[Records provided]

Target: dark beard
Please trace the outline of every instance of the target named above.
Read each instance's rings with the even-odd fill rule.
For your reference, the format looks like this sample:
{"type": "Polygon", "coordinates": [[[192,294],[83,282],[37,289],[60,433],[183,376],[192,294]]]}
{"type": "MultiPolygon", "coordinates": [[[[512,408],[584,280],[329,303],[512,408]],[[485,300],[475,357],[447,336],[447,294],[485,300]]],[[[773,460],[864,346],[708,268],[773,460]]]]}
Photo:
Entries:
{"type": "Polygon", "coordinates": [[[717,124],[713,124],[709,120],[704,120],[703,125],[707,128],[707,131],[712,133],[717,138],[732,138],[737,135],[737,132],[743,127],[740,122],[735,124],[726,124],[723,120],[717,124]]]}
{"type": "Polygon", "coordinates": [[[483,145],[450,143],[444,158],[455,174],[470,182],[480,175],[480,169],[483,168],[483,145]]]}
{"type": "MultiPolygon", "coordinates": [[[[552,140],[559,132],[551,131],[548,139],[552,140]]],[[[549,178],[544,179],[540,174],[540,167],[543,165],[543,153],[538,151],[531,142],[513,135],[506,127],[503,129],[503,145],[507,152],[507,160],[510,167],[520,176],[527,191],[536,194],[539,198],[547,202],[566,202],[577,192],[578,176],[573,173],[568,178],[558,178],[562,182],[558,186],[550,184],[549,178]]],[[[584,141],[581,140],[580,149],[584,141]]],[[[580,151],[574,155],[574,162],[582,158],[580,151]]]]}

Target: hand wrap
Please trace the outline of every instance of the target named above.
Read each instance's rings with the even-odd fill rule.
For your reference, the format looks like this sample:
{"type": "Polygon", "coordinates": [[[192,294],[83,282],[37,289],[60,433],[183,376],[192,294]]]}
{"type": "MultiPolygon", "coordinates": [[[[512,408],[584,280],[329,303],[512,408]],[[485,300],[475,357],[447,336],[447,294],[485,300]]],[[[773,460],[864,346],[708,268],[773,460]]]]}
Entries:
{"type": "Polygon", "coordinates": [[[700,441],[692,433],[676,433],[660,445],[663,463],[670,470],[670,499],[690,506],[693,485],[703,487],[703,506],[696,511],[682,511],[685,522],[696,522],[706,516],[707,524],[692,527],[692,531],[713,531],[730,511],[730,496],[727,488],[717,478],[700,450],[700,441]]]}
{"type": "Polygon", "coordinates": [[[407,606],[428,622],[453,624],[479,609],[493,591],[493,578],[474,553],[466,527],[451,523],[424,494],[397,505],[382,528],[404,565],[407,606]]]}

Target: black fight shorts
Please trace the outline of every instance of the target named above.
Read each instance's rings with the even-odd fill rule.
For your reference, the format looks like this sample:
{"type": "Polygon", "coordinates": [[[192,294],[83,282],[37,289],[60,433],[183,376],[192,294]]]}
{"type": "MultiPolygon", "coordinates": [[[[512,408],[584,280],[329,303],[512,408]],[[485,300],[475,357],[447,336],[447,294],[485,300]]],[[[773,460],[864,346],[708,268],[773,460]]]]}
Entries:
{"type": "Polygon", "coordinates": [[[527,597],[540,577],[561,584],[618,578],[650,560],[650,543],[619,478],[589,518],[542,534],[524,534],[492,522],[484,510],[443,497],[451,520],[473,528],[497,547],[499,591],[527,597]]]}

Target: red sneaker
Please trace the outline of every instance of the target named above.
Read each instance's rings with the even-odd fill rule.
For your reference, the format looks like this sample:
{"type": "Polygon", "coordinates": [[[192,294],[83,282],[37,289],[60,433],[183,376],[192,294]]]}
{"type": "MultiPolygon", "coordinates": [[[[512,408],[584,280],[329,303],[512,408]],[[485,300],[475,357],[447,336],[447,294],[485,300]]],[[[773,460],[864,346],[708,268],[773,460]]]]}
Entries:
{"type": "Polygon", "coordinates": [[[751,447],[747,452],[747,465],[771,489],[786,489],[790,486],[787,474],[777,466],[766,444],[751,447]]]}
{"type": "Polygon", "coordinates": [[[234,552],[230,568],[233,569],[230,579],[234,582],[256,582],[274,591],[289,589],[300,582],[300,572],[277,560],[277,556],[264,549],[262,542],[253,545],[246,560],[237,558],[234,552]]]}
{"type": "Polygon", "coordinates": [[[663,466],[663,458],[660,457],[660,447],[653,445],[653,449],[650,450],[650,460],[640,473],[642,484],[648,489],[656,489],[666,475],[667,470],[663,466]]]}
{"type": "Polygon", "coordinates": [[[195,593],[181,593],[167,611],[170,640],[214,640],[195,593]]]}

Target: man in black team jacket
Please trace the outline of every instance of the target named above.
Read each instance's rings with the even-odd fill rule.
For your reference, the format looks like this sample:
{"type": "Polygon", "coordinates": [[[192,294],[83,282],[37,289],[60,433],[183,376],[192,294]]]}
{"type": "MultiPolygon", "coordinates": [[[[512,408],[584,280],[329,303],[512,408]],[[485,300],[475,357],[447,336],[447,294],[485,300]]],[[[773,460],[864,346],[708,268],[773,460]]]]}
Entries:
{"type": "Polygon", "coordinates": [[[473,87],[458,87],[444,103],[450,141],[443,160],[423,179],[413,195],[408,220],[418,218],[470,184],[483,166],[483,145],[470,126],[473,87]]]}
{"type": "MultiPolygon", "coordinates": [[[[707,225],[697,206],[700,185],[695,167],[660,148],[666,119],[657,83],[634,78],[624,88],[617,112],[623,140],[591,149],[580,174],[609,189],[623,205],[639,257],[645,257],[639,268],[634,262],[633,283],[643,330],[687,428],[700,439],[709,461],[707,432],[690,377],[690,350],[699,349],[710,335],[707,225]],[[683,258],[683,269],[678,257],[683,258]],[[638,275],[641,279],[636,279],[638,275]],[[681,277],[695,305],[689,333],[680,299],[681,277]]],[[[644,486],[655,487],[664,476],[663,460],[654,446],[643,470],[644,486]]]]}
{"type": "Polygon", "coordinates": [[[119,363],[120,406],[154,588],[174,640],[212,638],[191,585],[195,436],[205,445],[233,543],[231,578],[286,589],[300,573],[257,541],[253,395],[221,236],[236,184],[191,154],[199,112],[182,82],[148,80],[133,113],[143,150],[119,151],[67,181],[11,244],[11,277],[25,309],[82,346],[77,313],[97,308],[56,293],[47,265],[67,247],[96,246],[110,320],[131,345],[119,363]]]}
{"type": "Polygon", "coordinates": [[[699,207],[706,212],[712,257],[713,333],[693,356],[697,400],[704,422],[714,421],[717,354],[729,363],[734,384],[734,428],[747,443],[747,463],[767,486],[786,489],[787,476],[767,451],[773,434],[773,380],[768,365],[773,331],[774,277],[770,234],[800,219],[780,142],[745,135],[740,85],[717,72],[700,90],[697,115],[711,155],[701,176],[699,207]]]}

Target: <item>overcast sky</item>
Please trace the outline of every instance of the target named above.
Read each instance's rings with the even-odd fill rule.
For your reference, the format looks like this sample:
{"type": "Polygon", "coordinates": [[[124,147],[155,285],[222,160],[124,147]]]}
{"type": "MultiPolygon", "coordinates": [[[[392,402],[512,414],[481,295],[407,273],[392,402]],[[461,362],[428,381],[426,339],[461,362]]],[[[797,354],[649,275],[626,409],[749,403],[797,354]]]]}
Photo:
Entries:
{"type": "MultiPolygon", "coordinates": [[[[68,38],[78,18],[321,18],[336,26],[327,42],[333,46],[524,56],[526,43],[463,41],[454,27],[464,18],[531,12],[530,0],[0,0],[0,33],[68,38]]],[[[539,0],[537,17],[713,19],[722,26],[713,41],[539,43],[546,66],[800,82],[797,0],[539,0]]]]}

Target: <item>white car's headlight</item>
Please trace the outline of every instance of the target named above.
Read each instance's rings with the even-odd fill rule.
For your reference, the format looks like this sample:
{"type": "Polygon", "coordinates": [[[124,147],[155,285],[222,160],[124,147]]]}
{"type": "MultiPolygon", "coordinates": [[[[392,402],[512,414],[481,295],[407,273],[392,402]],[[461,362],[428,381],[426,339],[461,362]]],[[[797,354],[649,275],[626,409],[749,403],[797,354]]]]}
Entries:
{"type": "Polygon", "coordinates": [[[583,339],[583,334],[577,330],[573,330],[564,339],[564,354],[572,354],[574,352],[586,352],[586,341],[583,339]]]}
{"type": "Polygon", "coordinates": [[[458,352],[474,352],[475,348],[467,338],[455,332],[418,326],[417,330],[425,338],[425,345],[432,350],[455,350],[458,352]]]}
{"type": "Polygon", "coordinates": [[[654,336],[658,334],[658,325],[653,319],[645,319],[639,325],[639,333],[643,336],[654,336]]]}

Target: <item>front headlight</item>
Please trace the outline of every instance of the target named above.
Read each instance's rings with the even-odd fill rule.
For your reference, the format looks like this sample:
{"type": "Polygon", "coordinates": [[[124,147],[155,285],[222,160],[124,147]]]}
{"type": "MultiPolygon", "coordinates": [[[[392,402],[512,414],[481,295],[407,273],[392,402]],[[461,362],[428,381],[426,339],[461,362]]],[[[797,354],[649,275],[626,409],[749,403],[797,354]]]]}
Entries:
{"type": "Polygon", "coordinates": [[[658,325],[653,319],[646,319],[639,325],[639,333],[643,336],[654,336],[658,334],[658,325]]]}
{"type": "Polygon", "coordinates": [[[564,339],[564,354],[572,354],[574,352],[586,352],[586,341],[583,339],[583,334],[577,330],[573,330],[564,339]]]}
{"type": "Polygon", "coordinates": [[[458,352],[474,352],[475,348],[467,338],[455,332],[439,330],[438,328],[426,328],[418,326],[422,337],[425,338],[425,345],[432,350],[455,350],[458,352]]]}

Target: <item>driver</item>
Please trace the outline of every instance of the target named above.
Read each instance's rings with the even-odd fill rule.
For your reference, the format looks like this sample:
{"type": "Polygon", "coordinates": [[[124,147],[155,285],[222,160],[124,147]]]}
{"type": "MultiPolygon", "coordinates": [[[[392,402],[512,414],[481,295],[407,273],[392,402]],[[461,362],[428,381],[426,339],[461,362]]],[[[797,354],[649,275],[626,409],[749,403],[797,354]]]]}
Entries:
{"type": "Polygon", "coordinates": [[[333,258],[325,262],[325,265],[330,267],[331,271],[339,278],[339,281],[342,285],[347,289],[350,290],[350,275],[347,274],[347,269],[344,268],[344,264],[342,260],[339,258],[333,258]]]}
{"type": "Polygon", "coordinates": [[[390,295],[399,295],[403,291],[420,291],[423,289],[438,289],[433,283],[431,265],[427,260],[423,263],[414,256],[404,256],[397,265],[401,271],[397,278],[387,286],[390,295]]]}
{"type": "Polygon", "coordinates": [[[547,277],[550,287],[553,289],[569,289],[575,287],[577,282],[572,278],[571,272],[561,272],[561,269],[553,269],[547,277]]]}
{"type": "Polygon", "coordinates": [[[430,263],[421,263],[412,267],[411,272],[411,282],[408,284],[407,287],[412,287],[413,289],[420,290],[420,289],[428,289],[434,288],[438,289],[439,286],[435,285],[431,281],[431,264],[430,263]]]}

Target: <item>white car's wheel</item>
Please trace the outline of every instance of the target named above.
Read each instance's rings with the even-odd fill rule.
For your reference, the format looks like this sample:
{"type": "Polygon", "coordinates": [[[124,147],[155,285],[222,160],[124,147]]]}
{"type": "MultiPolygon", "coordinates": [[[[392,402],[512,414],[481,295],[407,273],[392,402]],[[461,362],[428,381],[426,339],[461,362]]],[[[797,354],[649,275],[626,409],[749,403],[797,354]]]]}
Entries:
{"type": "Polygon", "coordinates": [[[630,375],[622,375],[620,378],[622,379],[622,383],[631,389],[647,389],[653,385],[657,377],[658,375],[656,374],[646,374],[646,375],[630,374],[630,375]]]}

[/Records provided]

→ **What you have to do**
Every line of the listing that holds the word "white" is to be found and copied.

→ **The answer**
Target: <item>white car's headlight</item>
Target: <item>white car's wheel</item>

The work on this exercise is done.